[What you will do]: Lines where the string "center" appears are to be copied from the entries below.
——
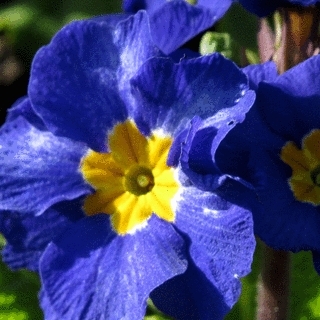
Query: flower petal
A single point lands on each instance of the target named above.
(93, 61)
(171, 94)
(91, 273)
(37, 169)
(221, 235)
(280, 220)
(190, 296)
(27, 236)
(182, 21)
(23, 108)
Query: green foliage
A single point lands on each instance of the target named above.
(217, 42)
(305, 290)
(18, 294)
(31, 24)
(235, 37)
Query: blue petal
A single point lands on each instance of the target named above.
(171, 94)
(92, 273)
(23, 108)
(199, 148)
(306, 79)
(37, 169)
(260, 72)
(45, 305)
(290, 117)
(190, 296)
(93, 61)
(221, 238)
(279, 219)
(27, 236)
(233, 153)
(176, 22)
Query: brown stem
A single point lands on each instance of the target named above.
(299, 37)
(274, 285)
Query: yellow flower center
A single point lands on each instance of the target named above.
(132, 181)
(305, 165)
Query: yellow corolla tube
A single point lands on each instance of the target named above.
(305, 165)
(132, 181)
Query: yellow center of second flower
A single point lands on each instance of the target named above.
(132, 181)
(305, 165)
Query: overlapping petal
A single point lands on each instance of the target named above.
(171, 94)
(82, 71)
(33, 161)
(27, 236)
(221, 239)
(286, 109)
(113, 275)
(190, 296)
(178, 19)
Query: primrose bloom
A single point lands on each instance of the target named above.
(105, 189)
(276, 149)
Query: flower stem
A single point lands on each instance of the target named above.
——
[Answer to this task]:
Query: yellow flower center
Query: yellow center of second flower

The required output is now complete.